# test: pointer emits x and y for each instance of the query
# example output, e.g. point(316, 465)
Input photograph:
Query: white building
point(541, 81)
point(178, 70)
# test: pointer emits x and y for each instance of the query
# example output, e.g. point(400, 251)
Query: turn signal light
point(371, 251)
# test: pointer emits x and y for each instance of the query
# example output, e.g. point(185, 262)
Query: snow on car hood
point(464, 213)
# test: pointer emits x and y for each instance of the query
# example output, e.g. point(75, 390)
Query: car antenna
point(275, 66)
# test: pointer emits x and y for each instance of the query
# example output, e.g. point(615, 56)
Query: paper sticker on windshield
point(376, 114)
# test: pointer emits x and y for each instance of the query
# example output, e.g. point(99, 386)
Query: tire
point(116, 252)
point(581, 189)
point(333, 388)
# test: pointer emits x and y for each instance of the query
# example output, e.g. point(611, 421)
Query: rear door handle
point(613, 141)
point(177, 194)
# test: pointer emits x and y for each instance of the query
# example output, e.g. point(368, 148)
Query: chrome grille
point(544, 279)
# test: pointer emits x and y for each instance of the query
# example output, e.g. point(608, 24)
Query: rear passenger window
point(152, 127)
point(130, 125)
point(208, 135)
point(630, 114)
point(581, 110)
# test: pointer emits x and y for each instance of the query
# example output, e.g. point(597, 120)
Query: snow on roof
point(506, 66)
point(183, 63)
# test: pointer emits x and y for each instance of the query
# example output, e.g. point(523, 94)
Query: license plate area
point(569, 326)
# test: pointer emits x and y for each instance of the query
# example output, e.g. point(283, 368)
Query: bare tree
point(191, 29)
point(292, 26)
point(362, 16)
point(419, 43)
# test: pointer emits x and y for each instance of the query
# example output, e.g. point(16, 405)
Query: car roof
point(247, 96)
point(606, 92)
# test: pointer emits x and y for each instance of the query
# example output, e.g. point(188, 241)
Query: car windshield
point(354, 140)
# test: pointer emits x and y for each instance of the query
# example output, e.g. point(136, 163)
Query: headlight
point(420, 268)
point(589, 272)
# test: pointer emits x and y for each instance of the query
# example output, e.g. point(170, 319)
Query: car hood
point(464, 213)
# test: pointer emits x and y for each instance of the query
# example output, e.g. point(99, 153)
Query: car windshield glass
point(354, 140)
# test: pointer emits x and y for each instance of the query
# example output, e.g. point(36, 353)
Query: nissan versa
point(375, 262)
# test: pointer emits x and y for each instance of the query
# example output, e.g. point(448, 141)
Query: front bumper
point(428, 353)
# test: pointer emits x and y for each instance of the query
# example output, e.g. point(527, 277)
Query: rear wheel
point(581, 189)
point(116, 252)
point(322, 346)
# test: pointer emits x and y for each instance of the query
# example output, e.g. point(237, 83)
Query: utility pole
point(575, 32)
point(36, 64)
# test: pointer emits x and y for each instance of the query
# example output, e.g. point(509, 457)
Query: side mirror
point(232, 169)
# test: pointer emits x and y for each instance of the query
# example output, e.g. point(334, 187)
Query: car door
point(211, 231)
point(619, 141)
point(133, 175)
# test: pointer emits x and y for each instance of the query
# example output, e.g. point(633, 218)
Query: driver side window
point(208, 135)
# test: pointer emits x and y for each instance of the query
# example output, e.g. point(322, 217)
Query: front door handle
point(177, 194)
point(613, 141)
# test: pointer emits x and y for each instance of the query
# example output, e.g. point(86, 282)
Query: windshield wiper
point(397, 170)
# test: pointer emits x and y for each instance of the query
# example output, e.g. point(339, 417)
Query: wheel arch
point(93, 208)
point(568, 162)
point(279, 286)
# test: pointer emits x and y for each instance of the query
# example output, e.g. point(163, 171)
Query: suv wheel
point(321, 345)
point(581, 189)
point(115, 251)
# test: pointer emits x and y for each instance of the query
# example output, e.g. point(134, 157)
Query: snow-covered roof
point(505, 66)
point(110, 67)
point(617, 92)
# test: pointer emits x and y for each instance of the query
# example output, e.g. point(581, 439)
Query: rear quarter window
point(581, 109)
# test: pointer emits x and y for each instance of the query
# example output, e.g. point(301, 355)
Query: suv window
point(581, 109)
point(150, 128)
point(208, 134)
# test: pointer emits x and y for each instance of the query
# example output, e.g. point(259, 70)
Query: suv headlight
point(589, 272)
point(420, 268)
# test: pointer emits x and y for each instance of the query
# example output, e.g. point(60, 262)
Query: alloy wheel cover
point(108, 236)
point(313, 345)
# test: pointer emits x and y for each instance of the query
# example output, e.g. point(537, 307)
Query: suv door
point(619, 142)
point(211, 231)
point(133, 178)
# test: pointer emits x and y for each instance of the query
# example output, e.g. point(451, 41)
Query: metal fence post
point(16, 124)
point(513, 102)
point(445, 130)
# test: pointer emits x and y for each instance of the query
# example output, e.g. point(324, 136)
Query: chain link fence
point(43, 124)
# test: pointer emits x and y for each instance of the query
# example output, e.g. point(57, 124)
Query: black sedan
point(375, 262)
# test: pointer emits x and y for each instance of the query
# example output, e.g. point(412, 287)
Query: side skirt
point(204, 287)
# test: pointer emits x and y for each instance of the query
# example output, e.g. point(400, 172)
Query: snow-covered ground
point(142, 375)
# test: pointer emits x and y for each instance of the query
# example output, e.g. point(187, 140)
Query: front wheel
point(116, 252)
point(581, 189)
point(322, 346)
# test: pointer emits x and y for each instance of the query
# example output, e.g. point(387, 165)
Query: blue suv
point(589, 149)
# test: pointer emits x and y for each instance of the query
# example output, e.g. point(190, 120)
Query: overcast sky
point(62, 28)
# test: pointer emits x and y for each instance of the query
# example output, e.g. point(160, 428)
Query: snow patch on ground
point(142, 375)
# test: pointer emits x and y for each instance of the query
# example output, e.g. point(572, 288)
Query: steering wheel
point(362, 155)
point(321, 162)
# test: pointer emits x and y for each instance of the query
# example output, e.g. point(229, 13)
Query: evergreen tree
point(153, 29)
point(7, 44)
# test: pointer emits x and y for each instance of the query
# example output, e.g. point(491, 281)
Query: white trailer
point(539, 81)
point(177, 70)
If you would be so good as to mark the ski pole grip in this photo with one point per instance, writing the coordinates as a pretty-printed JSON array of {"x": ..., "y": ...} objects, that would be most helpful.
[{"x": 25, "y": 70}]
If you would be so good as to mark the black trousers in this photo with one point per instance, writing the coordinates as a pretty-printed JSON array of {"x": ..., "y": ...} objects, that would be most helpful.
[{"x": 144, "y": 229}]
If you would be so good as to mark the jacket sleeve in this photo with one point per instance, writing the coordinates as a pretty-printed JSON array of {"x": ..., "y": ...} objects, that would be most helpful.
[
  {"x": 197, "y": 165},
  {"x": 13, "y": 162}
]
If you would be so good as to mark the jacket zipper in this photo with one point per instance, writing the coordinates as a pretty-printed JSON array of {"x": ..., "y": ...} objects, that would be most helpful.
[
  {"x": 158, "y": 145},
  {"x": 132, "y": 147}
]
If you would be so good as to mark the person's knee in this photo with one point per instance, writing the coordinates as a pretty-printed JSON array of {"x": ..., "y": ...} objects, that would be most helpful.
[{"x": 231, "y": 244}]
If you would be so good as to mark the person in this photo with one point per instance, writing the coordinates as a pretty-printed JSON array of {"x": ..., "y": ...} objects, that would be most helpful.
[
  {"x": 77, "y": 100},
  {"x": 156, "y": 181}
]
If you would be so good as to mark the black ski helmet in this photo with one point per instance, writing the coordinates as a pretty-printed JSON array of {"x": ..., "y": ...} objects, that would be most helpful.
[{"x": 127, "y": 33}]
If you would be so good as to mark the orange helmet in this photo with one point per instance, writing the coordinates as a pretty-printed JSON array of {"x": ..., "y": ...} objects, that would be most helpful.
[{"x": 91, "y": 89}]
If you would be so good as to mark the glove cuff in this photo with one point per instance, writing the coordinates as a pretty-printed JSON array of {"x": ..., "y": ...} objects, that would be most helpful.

What you should do:
Rewrite the entries from the start through the line containing "point(178, 70)", replacing "white building" with "gray building" and leaving everything else unchanged.

Written reply:
# test: pointer emits x and y for each instance of the query
# example output, e.g. point(316, 465)
Input photograph:
Query: gray building
point(541, 81)
point(178, 70)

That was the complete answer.